## Passage provided
Page 10 - RusRPTSept22
P. 10

 2.0 Politics
2.1 The CBR publishes a gloomy monetary policy outlook
     The Central Bank of Russia (CBR) published a gloomy monetary policy outlook at the start of August and financial market development plan drafts for the years 2023–25 that says the task of monetary policy and financial markets is to support the economy's adaptation to a more difficult economic operating environment.
The most important goals are to keep inflation moderate (4%), channel funding to key investments and reduce the financial system's dependence on the so-called unfriendly countries.
In order to support investments, the central bank estimates that it can introduce various regulatory and other measures. However, a taxonomy must be drawn up for all public sector support measures, which defines the criteria for investment projects that promote technological sovereignty and economic modernization that are eligible for support.
In addition, household savings should be channelled more efficiently to finance investments, e.g. by increasing pension savings and expanding the investment opportunities of pension funds and by expanding the supply of company shares and bonds directly to individuals.
In order to curb the vulnerability of the financial system, the central bank proposes regulatory measures to reduce the use of currencies of countries considered unfriendly in the banking sector and as contractual currency.

## Material shown
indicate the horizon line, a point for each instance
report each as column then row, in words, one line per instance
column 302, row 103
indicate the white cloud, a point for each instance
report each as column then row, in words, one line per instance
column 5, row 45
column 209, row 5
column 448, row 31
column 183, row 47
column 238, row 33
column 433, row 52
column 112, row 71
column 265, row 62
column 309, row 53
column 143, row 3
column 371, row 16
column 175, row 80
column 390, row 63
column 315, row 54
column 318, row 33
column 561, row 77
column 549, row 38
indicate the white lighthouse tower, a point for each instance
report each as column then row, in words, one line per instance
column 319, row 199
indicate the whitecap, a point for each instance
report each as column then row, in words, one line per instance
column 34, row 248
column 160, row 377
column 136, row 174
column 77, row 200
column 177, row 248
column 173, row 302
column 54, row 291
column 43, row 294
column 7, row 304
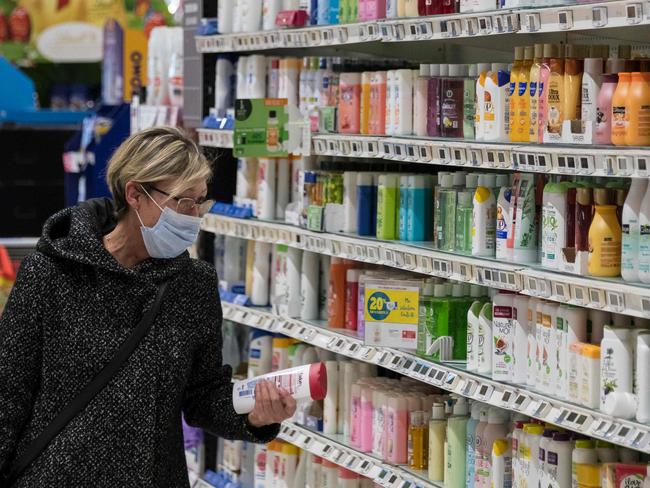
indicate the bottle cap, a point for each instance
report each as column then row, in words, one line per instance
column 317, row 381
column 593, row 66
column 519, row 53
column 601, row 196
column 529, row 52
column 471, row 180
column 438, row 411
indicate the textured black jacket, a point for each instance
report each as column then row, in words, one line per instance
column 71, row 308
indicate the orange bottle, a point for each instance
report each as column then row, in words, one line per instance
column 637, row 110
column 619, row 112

## Required actions
[A] Reproduce word for word the passage on the Central Bank of Russia's outlook, from "In addition, household" up to and including "directly to individuals.".
[B] Carry on the passage on the Central Bank of Russia's outlook from the point where it stops.
The material isn't needed for any of this work.

## Answers
[A]
In addition, household savings should be channelled more efficiently to finance investments, e.g. by increasing pension savings and expanding the investment opportunities of pension funds and by expanding the supply of company shares and bonds directly to individuals.

[B]
In the future, the restrictions on capital movements will only be aimed at countries considered unfriendly. Efforts are being made to promote international payment traffic in other currencies. In the financial sector, the use of domestic credit ratings and software must be increased, for example. The Central Bank also states that it does not intend to redeem the assets of Russian financial institutions frozen abroad.
In the central bank's basic forecast, Russia's GDP is expected to shrink by a total of 5–10% this year and next year and to return to moderate growth of 1.5–2.5% in 2024–25.
Private consumption is expected to decrease by 5–10% and investments by 4–12% during the years 2022–23.
The central bank estimates a 20–30% drop in exports and 25–35% in imports.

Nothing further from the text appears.